------ DATA IN THIS EXERCISE ------

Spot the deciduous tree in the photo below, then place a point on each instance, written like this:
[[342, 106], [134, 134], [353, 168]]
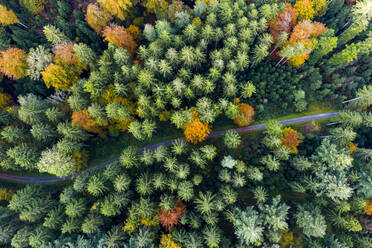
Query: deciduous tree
[[97, 17], [13, 63], [120, 37], [118, 8], [7, 17], [196, 131]]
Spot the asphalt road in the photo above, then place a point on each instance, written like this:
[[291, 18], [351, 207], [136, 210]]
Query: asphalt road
[[20, 179]]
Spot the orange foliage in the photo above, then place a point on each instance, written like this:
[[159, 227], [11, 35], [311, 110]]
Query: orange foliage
[[13, 63], [368, 207], [5, 100], [84, 120], [64, 54], [305, 30], [96, 17], [283, 22], [117, 8], [305, 9], [120, 37], [7, 17], [168, 219], [196, 131], [60, 77], [245, 116], [167, 242], [290, 139], [6, 194], [134, 31]]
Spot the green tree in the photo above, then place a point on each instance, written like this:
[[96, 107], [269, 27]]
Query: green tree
[[310, 219], [38, 59], [232, 139], [248, 226]]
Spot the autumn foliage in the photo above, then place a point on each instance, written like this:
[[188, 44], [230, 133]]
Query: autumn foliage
[[84, 120], [65, 70], [5, 100], [305, 9], [117, 8], [96, 17], [196, 131], [168, 219], [7, 17], [167, 242], [290, 139], [13, 63], [245, 116], [284, 21], [59, 77], [120, 37]]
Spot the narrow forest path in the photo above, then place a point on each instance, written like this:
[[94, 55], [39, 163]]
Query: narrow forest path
[[21, 179]]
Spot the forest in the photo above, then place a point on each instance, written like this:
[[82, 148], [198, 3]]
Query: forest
[[185, 124]]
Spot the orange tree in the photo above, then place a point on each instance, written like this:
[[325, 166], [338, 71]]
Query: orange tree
[[84, 120], [290, 139], [119, 36], [169, 218], [245, 116], [196, 131], [7, 17]]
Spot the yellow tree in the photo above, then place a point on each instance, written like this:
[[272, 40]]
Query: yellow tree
[[60, 77], [305, 9], [34, 6], [196, 131], [13, 63], [117, 8], [97, 17], [120, 37], [7, 17]]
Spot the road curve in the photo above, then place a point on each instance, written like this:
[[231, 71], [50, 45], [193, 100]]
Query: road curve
[[21, 179]]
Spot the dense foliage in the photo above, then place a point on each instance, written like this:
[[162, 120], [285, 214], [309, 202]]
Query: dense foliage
[[77, 75]]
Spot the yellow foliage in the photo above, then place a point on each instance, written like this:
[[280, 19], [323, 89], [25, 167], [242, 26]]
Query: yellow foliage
[[118, 8], [60, 77], [5, 100], [6, 194], [305, 9], [196, 131], [320, 7], [245, 115], [97, 17], [300, 59], [150, 222], [7, 17], [34, 6], [167, 242], [130, 226]]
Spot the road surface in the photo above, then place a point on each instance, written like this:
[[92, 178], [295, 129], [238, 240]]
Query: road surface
[[20, 179]]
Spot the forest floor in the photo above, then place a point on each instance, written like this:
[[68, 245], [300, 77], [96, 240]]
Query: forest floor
[[166, 140]]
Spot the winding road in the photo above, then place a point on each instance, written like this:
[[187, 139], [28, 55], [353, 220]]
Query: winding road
[[21, 179]]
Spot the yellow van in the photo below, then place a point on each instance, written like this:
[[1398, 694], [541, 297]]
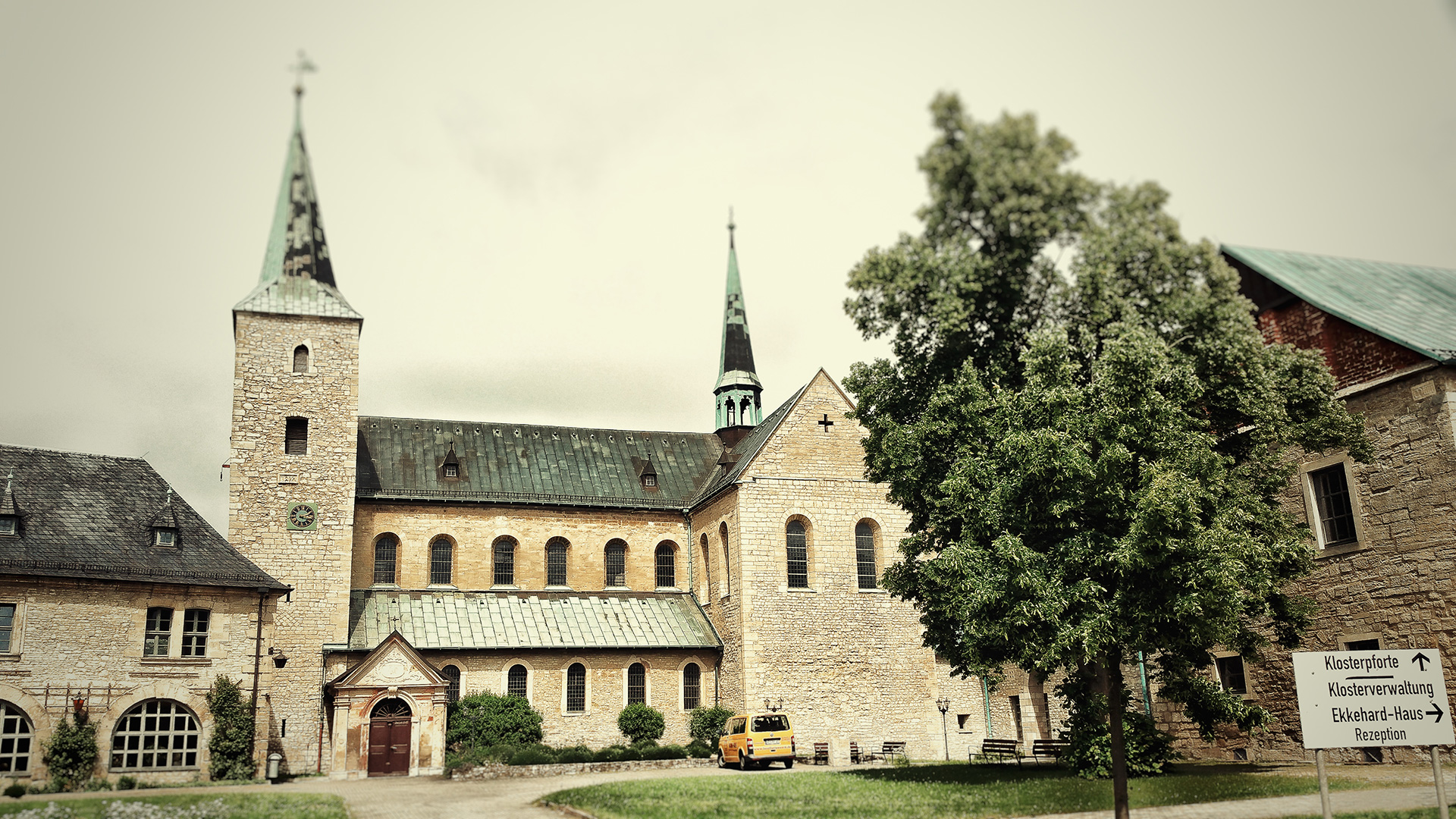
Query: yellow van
[[756, 739]]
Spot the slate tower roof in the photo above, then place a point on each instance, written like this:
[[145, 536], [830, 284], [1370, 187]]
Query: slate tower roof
[[297, 276]]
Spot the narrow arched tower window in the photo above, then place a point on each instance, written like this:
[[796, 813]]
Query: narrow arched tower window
[[799, 556], [441, 561], [637, 684], [692, 687], [666, 566], [865, 554]]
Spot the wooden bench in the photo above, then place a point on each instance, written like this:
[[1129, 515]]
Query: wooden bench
[[889, 751], [1001, 748], [1047, 749]]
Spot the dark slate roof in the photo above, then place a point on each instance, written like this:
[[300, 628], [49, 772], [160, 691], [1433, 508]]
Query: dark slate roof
[[91, 516], [402, 458], [529, 620], [739, 457], [1410, 305]]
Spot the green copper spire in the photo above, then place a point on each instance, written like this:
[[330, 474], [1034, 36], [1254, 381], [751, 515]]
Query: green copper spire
[[297, 275], [737, 395]]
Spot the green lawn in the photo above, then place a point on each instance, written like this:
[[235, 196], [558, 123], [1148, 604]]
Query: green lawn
[[237, 805], [921, 793]]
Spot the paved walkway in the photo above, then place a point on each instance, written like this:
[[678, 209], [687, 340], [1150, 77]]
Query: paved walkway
[[400, 798]]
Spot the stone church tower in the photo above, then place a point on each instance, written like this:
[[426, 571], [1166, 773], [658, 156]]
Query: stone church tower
[[293, 453]]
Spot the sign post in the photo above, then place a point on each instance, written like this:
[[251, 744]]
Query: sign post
[[1373, 698]]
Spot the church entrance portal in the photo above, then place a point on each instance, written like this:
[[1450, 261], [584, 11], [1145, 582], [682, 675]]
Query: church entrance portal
[[389, 730]]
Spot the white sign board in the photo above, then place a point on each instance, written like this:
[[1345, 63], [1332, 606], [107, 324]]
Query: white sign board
[[1367, 698]]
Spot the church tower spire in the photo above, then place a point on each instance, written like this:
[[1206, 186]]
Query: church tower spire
[[737, 398]]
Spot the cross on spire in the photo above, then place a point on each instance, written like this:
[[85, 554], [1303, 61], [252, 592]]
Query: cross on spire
[[299, 69]]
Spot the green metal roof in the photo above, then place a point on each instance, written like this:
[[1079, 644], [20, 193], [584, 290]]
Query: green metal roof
[[529, 620], [529, 464], [1411, 305]]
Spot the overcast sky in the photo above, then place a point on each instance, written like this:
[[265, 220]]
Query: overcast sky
[[528, 200]]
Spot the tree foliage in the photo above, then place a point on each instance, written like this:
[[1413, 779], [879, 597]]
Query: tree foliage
[[485, 720], [71, 752], [641, 722], [232, 742], [1092, 464]]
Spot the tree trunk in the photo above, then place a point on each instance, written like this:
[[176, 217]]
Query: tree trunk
[[1112, 686]]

------

__TASK TO COMPLETE__
Reproduce all of the data above word for word, but leave out the pictures.

__FULL OUTPUT__
Spot the deciduous tree in the photo below, then place a point on each instance, written like this:
[[342, 106], [134, 134], [353, 168]]
Query: deciduous tree
[[97, 17], [13, 63], [120, 37], [118, 8], [7, 17], [196, 131]]
Spot the asphalt road in the photo above, then place a point on each instance, written like this:
[[291, 18], [351, 207], [136, 210]]
Query: asphalt road
[[20, 179]]
Spot the orange foliage in the photo above, then place a point on each instance, written like this:
[[159, 227], [11, 35], [311, 110]]
Query: orange foliage
[[13, 63], [368, 207], [5, 100], [84, 120], [64, 54], [305, 30], [96, 17], [283, 22], [117, 8], [305, 9], [120, 37], [7, 17], [168, 219], [196, 131], [60, 77], [245, 116], [167, 242], [290, 139], [6, 194], [134, 31]]
Spot the green tree in the photo above, then place a point on each instance, written like this:
[[96, 107], [269, 27]]
Query: green tree
[[310, 219], [38, 59], [232, 139], [248, 226]]
Spot the autumn foliage in the photo above, then place a point on each instance, written like this:
[[188, 44], [230, 133]]
Query: autumn foliage
[[84, 120], [65, 70], [5, 100], [305, 9], [117, 8], [96, 17], [196, 131], [168, 219], [7, 17], [167, 242], [290, 139], [13, 63], [245, 116], [284, 21], [59, 77], [120, 37]]
Spot the narrow forest path in the photo above, then place a point on each instance, written like this:
[[94, 55], [39, 163]]
Query: narrow forest path
[[21, 179]]
Spot the forest in the photo above, then place a point on each instance, written like this:
[[82, 148], [198, 3]]
Query: forest
[[185, 124]]
Spot the orange tree in the photo above, then place a point on each instance, written like this:
[[325, 166], [338, 71]]
Query: orange tree
[[84, 120], [290, 139], [119, 36], [169, 218], [245, 116], [196, 131], [7, 17]]
Spot the yellow tree in the photo above, then place a point on each instance, written like this:
[[272, 40]]
Query: yellow tree
[[60, 77], [305, 9], [34, 6], [196, 131], [13, 63], [117, 8], [97, 17], [120, 37], [7, 17]]
Spot the road curve in the photo above, then place a point on each instance, written like this:
[[231, 71], [50, 45], [193, 100]]
Query: road curve
[[21, 179]]
Spot the dense foliage in the photo above, then place a point on each instance, written like this:
[[162, 120], [285, 214], [309, 202]]
Query: dense foliage
[[77, 75]]
Spot the yellow foliage in the photo above, then place a point on each instance, written like this:
[[280, 19], [323, 89], [25, 167], [242, 26]]
Query: yellow foliage
[[118, 8], [60, 77], [5, 100], [6, 194], [305, 9], [196, 131], [320, 7], [245, 115], [97, 17], [300, 59], [150, 222], [7, 17], [34, 6], [167, 242], [130, 226]]
Spot the road surface in the photo above, then place a point on each instance, written like this:
[[92, 178], [295, 129], [238, 240]]
Query: road surface
[[20, 179]]
Spot the forest floor in the photo above, then place a point on each instance, written like this:
[[68, 245], [300, 77], [96, 240]]
Query: forest floor
[[166, 140]]
Spot the winding road in the photo above, then place a point on each instance, written like this:
[[187, 139], [28, 55], [353, 220]]
Query: winding road
[[21, 179]]
Spot the yellow van in the photo below, then place a point on each instance, written like this:
[[1398, 694], [541, 297]]
Query: yellow van
[[756, 739]]
Spot the slate tower roof in the photo above, then place a point on each instance, written like this:
[[145, 536], [830, 284], [1370, 187]]
Query: slate tower roof
[[297, 276]]
Spot the narrow arched tower window in the photo above, then place a point on each instance, written like this:
[[796, 813]]
Query: narrow arched tower window
[[799, 556], [441, 561], [637, 684], [692, 687], [666, 566], [865, 554]]
Spot the wooden bench in the photo above, then place a point on each instance, written like this:
[[1129, 515]]
Query: wooden bench
[[889, 751], [1001, 748], [1047, 749]]
Spot the dark slate roof in the photo above, then place a point on each instance, written like this:
[[300, 628], [49, 772], [160, 691], [1433, 508]]
Query: dark slate roof
[[91, 516], [402, 458], [529, 620], [739, 457], [1410, 305]]
Spot the green copper spire in the photo above, then place a point on each instance, written like this:
[[330, 474], [1034, 36], [1254, 381], [751, 515]]
Query: green copper spire
[[297, 275], [737, 395]]
Spot the green lawn in the photo above, then place a point on each instance, written like this:
[[235, 196], [558, 123], [1148, 604]]
Query: green lawn
[[237, 805], [921, 793]]
Spot the paved walkway in the photo above, then place a point on each instance, written like this:
[[678, 209], [687, 340], [1150, 77]]
Query: paved walkway
[[400, 798]]
Spot the stone church tower in the photo above, then place a point on each instance, written like this:
[[426, 571], [1166, 773], [658, 156]]
Query: stone church tower
[[293, 453]]
Spot the sign post in the photo above, then place a point on each instance, written like this:
[[251, 744]]
Query: sign post
[[1373, 698]]
Spot the church entrance portal in the photo above, then place a point on each instance, written like this:
[[1450, 261], [584, 11], [1145, 582], [682, 675]]
Query: church entrance portal
[[389, 730]]
Spot the white sign board in the photo above, then place a point on each instance, written like this:
[[1345, 63], [1332, 606], [107, 324]]
Query: white sign board
[[1367, 698]]
Spot the church tower spire in the photo above, then place a point on each instance, written like this:
[[1206, 186]]
Query: church tower spire
[[737, 398]]
Spot the cross on spire in the photo above, then place a point on each instance, written like this:
[[85, 554], [1303, 61], [252, 592]]
Query: cross on spire
[[299, 69]]
Spot the green metal roof in the photo above, then place a point on each instance, written like this:
[[1079, 644], [20, 193], [584, 290]]
Query: green metal roof
[[529, 620], [529, 464], [1411, 305]]
Spot the overcast sky in the photo above, then place a point on each instance, written like this:
[[265, 220]]
Query: overcast sky
[[528, 200]]
Spot the tree foliage in the photo above, then place a point on each instance, written like this:
[[1413, 779], [879, 597]]
Query: tree foliage
[[485, 720], [71, 752], [641, 722], [232, 742], [1092, 464]]
Spot the tree trunk in the photo above, then place a point on each instance, written like this:
[[176, 217]]
Query: tree trunk
[[1112, 686]]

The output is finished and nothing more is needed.